Problem details> In the records below, put the stretch from the line containing "Locate the man and" through the line containing "[146,81,448,490]" into a numbered list, leaving out any blank lines.

Raw records
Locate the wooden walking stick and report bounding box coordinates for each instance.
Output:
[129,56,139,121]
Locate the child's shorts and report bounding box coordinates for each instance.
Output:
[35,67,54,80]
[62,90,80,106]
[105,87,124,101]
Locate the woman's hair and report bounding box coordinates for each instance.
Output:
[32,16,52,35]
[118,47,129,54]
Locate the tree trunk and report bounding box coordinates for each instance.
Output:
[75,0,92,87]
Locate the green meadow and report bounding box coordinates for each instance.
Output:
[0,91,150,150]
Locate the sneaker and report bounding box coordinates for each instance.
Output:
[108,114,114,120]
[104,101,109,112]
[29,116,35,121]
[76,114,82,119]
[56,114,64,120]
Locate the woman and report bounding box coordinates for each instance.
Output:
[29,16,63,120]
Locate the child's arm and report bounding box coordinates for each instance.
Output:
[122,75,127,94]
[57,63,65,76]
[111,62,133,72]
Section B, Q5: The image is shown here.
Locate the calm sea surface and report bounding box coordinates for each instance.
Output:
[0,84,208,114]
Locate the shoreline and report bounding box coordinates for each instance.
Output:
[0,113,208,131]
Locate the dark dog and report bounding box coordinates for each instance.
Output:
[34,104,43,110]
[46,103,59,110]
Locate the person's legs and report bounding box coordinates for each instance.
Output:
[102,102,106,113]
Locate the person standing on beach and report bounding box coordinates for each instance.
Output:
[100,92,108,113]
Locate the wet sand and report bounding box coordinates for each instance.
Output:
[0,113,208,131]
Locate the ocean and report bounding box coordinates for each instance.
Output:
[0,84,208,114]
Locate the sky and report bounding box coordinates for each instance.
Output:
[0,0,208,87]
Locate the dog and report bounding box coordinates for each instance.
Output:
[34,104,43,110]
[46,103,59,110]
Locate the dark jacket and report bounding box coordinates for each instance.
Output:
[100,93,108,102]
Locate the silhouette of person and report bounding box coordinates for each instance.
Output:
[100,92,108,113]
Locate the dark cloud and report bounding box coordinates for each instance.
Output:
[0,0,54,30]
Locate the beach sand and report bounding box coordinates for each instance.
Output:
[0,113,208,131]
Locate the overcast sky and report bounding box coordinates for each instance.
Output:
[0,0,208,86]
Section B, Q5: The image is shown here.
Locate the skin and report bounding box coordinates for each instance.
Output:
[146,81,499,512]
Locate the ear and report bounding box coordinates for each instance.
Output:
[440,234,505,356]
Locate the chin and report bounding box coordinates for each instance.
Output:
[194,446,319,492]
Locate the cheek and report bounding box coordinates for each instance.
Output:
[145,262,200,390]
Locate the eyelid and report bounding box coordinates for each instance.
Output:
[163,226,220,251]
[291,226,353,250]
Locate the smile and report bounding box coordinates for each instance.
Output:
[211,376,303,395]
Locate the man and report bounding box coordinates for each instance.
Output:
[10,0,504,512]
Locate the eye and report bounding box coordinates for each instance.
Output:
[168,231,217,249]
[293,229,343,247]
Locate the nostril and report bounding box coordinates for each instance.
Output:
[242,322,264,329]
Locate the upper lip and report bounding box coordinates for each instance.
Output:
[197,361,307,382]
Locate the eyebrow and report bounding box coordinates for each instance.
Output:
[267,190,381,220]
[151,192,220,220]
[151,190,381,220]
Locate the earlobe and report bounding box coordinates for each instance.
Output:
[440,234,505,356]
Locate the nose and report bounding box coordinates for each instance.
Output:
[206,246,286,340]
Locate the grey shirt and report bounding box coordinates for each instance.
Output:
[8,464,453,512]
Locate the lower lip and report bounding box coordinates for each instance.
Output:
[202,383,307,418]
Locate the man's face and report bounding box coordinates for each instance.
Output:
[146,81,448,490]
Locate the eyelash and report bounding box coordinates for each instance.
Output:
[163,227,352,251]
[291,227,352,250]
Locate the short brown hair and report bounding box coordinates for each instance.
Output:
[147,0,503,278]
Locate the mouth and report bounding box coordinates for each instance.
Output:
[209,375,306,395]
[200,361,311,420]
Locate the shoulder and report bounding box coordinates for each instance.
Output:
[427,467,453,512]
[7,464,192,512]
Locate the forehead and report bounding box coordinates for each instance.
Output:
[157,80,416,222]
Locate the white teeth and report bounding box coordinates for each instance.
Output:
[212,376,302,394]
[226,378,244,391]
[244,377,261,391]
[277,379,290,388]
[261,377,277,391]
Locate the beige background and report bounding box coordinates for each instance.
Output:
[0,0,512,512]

* * *

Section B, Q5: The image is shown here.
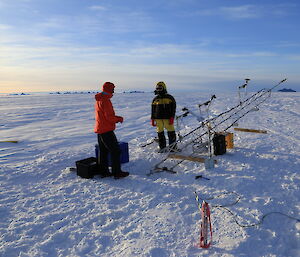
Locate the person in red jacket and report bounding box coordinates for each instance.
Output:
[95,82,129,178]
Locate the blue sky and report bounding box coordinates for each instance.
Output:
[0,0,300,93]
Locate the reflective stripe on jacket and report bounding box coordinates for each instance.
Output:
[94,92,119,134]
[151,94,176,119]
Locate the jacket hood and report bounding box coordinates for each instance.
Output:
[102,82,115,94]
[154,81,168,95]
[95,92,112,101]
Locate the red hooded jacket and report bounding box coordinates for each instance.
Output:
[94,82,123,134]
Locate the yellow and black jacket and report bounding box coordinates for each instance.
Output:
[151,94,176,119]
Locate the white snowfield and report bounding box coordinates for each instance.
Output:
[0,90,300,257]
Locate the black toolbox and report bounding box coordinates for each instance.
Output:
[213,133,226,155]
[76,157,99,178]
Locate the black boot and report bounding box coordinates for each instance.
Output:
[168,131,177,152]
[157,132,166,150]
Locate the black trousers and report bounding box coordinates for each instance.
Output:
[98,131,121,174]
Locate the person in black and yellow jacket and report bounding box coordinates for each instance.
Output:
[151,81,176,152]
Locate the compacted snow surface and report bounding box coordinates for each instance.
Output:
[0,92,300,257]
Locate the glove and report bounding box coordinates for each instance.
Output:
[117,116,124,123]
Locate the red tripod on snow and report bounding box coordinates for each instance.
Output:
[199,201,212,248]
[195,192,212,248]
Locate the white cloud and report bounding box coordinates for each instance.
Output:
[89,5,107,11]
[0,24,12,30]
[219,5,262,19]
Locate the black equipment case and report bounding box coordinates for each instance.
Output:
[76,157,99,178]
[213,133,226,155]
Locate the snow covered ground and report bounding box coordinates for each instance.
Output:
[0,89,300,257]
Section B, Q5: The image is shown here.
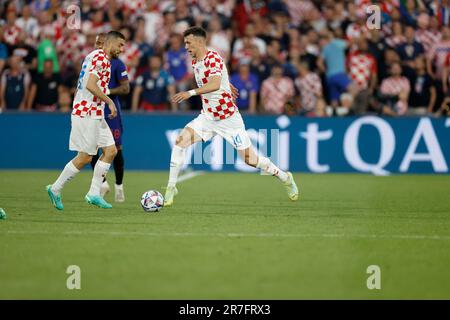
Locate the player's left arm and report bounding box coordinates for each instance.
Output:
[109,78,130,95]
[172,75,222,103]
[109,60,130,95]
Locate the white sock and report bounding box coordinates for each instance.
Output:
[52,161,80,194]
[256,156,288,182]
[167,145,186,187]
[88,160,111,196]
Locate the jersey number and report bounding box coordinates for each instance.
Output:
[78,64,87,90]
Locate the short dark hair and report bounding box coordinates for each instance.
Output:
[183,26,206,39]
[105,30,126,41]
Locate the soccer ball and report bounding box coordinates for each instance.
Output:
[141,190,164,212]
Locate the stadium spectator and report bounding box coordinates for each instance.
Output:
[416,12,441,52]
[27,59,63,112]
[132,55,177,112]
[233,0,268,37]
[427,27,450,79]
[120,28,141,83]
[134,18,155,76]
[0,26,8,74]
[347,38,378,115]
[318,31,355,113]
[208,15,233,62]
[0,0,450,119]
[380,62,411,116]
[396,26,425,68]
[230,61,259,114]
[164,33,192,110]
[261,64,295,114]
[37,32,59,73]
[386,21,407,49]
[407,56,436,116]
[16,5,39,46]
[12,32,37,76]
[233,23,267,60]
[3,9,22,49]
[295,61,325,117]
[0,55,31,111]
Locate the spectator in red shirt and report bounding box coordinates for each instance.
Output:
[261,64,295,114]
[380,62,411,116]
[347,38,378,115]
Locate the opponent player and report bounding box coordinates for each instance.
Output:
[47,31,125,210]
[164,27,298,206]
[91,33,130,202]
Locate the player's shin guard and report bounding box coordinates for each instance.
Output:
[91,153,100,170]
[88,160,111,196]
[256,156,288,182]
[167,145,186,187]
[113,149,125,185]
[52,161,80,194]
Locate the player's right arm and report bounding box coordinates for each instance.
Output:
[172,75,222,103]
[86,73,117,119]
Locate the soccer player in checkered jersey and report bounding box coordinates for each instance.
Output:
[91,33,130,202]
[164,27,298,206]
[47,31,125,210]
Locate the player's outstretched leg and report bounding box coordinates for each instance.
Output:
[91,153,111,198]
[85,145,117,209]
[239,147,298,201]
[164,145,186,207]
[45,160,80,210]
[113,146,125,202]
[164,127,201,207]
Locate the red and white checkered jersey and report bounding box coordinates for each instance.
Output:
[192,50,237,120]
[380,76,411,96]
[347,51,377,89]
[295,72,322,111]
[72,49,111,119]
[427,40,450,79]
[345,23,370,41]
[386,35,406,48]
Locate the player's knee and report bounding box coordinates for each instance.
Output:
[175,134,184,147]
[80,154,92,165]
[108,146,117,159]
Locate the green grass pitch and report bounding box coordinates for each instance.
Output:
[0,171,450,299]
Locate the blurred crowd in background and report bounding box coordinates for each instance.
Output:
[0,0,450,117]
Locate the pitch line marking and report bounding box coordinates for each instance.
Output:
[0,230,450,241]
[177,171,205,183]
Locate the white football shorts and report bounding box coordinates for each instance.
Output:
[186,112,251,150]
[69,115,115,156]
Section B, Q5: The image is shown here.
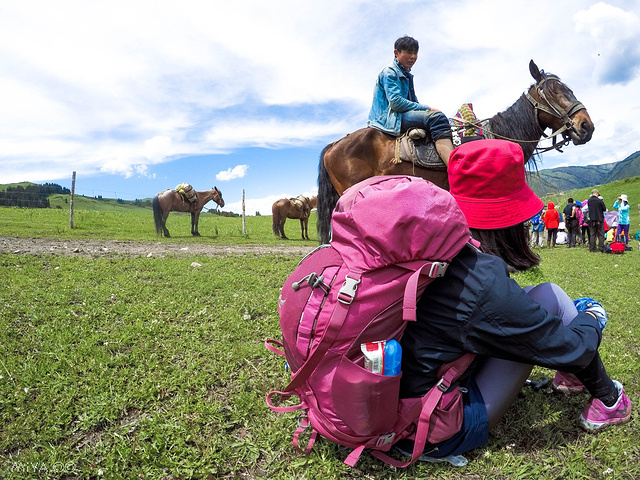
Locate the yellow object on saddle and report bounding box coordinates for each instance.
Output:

---

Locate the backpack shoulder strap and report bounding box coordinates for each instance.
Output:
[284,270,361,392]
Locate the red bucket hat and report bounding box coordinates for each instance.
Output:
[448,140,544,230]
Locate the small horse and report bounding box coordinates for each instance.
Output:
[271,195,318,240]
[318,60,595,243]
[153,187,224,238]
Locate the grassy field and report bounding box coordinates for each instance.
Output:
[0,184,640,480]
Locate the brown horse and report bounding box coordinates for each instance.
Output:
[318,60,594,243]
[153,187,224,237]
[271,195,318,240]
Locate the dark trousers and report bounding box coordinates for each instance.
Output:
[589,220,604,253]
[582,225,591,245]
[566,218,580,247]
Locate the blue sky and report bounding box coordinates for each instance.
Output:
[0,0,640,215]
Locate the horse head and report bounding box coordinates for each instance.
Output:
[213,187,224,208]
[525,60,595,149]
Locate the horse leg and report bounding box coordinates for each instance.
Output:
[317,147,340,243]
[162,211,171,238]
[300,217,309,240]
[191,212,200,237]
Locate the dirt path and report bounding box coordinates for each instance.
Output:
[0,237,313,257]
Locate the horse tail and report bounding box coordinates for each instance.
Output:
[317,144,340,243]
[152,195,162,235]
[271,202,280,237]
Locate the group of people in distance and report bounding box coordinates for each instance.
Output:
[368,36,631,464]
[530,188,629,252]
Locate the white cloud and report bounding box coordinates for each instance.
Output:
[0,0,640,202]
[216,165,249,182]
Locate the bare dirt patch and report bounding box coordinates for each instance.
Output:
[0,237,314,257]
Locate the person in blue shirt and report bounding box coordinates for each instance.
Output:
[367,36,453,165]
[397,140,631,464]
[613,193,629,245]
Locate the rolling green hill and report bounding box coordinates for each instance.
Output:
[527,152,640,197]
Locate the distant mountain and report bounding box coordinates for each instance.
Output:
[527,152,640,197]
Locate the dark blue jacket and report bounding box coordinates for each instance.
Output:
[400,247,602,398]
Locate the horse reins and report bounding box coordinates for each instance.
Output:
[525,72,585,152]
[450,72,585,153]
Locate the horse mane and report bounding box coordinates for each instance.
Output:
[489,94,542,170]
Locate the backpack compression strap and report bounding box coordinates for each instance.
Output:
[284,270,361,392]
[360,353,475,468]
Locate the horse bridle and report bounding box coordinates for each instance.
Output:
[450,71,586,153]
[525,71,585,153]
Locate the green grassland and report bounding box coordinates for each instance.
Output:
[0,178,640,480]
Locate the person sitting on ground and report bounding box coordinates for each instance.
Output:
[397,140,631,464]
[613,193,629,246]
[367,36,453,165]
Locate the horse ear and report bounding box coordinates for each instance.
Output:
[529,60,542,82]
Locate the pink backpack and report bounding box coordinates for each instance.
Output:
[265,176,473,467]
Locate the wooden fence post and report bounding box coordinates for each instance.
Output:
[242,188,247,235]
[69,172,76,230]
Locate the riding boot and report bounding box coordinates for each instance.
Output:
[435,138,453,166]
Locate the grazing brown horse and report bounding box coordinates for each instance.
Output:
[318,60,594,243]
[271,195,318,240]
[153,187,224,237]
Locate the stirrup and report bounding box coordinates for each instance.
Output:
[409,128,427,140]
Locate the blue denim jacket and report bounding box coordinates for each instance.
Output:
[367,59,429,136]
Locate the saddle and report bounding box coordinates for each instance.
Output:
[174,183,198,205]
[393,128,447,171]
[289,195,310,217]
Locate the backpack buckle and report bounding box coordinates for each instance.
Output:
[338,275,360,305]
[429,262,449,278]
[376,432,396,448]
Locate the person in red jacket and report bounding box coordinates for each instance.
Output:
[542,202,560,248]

Task solution>
1. Locate the man and report bounding box coordinates for each instance.
2. Output:
3. [10,0,504,512]
4. Locate the eye and report bounding box coordinates for each instance.
5. Output:
6. [168,231,217,249]
7. [293,229,343,247]
8. Locate the nostril and report bounding box coordinates for each instance.
9. Output:
10. [242,322,264,329]
11. Locate the upper lip and report bounding box coordinates for each instance.
12. Output:
13. [197,361,307,382]
14. Locate the eyebrow and report bounding box coordinates for each instance.
15. Output:
16. [267,190,381,220]
17. [151,192,220,220]
18. [151,190,381,220]
19. Locate the earlobe and report bounding box coordinates for each instance.
20. Output:
21. [440,234,505,356]
22. Locate the nose and report bounding box coordinates for each instance.
23. Output:
24. [206,246,286,340]
25. Locate the grey shirt and report bounding box coordinates for each instance.
26. Output:
27. [8,464,453,512]
28. Locate the lower lip and report bounding box coordinates for each instance.
29. Output:
30. [202,383,307,418]
31. Locate the man's face and report bounding box coordinates for each instance.
32. Output:
33. [146,81,448,490]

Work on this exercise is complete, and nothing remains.